Text.

↓↓↓

Tanya Gold Tanya Gold

Death by television

Tanya Gold hails Paddy Chayefsky’s cult satire Network, celebrating its 40th birthday this month, and its uncannily prophetic vision of a world dictated by TV

issue 12 November 2016

Forty years ago this month a film appeared, so prescient I wonder if its author, Paddy Chayefsky, saw the 2016 American presidential election campaign in a crystal ball. It was called Network and it foretold the rise of Donald Trump.

The plot is King Lear appears on Newsnight: a newsman run mad. The protagonist is Howard Beale (Peter Finch), an anchorman at a failing network. The year is 1976, and America is embattled with inflation, depression and the end of the Vietnam war. It is not a time for American heroes, to paraphrase Chayefsky’s acolyte Aaron Sorkin writing in The West Wing.

Beale’s ratings are low. He is fired. He announces that he will kill himself, live on air.

‘I just run out of bullshit,’ he says. ‘Bullshit is all the reasons we give for living.’ There is ‘the God bullshit’ and also ‘the noble man bullshit …if there is anybody out there who can look around this demented slaughterhouse of a world we live in and tell me that man is a noble creature — believe me that man is full of bullshit’. Beale is right, and his viewers know it. He speaks their anger, but they can do nothing. They are stupefied by toasters and television. It is already too late.

But something can be done: Beale’s despair can be monetised for profit. The head of drama, Diana Christensen (Faye Dunaway), takes the Beale show from the news division — news is explicitly drama now, for who cares for fact? She does not put Beale in a hospital, but back on television. He is a prophet, she says, articulating ‘the hypocrisies of our times’. If this is not dark enough, Christensen hires terrorists to shoot footage of themselves committing crimes so she can ‘base a movie of the week around it’.

↑↑↑

[Data records]
↓↓↓

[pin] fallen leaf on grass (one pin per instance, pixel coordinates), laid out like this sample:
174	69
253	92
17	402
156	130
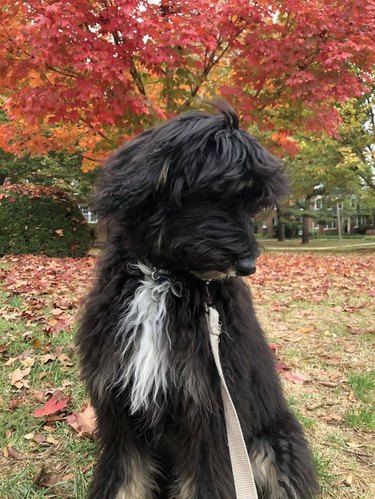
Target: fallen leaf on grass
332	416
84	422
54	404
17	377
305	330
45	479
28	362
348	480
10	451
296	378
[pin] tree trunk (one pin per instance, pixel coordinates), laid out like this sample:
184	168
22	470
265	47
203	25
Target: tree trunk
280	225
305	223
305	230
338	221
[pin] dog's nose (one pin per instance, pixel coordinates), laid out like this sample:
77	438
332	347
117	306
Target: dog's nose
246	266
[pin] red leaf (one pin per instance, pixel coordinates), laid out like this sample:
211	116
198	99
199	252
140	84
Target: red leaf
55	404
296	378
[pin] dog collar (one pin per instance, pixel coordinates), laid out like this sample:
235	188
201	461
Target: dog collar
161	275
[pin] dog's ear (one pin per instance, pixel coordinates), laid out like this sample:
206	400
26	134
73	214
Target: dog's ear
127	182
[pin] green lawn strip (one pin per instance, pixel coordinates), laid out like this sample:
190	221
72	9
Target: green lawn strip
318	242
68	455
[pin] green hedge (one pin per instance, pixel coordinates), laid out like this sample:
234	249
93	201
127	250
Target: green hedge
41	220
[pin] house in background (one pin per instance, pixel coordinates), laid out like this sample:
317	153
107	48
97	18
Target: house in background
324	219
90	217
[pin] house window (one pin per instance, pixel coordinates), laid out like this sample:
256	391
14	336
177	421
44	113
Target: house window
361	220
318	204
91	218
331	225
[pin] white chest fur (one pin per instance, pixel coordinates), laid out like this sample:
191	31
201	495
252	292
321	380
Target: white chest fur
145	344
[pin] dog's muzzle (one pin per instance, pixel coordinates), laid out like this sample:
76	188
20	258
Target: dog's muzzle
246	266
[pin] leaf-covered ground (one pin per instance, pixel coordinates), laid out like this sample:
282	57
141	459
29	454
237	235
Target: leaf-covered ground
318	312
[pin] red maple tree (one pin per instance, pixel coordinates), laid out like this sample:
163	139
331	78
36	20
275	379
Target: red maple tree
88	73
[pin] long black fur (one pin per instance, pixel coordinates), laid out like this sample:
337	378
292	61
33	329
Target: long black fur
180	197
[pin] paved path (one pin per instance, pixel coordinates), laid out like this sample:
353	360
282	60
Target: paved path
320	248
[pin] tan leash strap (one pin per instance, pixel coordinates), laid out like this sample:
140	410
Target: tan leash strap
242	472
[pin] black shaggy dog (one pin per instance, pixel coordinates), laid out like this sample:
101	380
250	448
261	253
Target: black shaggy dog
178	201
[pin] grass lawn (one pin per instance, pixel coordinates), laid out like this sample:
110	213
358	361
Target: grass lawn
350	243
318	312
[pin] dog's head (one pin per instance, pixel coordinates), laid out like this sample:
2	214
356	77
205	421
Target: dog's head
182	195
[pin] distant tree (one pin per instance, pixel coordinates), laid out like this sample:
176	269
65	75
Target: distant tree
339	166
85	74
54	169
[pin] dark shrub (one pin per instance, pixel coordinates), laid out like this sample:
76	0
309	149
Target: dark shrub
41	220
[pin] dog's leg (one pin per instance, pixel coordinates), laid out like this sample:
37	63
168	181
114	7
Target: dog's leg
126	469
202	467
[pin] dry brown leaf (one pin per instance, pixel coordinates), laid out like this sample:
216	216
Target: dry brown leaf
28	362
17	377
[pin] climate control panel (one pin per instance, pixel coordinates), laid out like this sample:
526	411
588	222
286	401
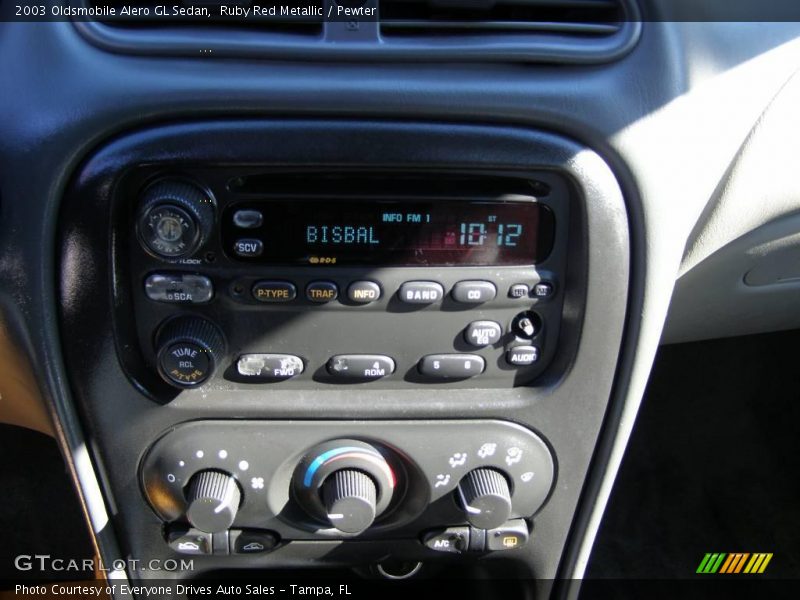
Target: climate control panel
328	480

↑↑↑

Brief 1. According to the text about the film Network, why does Diana Christensen hire terrorists to film themselves committing crimes?
Brief 2. In the text about the film Network, which actor plays Howard Beale?
The material above comes from a different source than the text.

Answer area 1. She hires them so she can "base a movie of the week around it."

Answer area 2. Peter Finch.